Amendments to Certain
Outstanding Common Stock Purchase Warrants
On November 1, 2012, our
Board of Directors unilaterally determined to amend certain of our outstanding common stock purchase warrants to purchase up to
an aggregate of 13,828,212 shares of common stock to extend their expiration dates through and including November 12, 2013. The
terms and conditions of these warrants remain the same in all other respects. Prior to the amendments, these warrants were set
to expire on November 12, 2012. These warrants were issued in connection with our February 23, 2007, March 22, 2007, December 26,
2007, February 7, 2008 and November 12, 2009 private placements, and constitute 100% of the outstanding warrants issued by us in
connection with our prior financing private placements.
Item 7.01 Regulation
FD Disclosure.

> **Extracted entries**
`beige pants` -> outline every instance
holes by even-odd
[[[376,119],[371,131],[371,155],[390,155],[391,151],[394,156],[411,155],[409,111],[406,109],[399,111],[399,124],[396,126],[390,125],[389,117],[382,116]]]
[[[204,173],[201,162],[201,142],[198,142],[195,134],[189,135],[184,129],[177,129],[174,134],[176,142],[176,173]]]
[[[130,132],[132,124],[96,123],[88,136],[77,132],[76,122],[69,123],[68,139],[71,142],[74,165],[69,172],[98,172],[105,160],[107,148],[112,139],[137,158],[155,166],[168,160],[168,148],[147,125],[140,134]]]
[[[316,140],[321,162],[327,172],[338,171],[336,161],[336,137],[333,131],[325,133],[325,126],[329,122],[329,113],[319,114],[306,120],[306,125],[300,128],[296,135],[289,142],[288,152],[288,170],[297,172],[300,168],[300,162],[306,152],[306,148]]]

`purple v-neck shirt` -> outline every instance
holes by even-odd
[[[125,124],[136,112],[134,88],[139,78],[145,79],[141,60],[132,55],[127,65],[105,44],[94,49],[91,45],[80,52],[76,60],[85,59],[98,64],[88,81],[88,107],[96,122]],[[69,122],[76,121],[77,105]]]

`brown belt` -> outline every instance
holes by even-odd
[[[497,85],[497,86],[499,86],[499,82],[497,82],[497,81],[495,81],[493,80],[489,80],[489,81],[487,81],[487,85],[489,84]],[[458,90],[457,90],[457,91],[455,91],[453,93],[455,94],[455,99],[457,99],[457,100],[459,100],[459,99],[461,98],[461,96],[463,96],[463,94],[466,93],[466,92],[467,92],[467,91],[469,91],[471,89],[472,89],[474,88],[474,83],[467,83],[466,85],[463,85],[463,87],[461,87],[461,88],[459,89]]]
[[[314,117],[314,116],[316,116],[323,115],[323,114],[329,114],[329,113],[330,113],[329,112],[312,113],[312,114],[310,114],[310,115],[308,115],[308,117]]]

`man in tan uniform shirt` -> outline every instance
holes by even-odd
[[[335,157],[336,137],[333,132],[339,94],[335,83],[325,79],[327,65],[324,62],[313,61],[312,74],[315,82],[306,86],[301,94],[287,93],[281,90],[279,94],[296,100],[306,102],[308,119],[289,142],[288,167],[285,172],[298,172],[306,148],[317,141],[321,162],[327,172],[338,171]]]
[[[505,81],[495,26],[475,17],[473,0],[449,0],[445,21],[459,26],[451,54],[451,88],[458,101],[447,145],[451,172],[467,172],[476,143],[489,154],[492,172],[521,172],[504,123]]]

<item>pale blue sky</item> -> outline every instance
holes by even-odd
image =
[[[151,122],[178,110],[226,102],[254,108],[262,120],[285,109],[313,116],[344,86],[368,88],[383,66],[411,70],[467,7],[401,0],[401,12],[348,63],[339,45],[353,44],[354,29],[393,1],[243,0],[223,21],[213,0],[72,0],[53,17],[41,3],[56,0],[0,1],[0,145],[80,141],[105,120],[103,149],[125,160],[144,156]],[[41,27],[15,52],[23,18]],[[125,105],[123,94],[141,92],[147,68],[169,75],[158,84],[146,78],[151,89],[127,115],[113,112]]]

> **What is asked**
A. In the warrant amendment text, through what date did the Board of Directors extend the expiration of the warrants?
B. Write out everything in the entries from the line containing "<item>pale blue sky</item>" down to the last line of the entries, with both ends included.

> **Expected outputs**
A. Through and including November 12, 2013.

B.
<item>pale blue sky</item> -> outline every instance
holes by even-odd
image =
[[[151,122],[178,110],[226,102],[254,108],[262,120],[285,109],[313,116],[344,86],[368,88],[383,66],[411,70],[467,7],[401,0],[401,12],[348,63],[339,45],[353,44],[354,29],[393,1],[243,0],[223,21],[213,0],[72,0],[53,17],[41,3],[56,0],[0,1],[0,145],[80,141],[105,120],[103,149],[125,160],[144,156]],[[41,27],[15,52],[23,18]],[[125,105],[123,94],[141,92],[147,68],[169,75],[158,84],[146,78],[151,89],[127,115],[113,112]]]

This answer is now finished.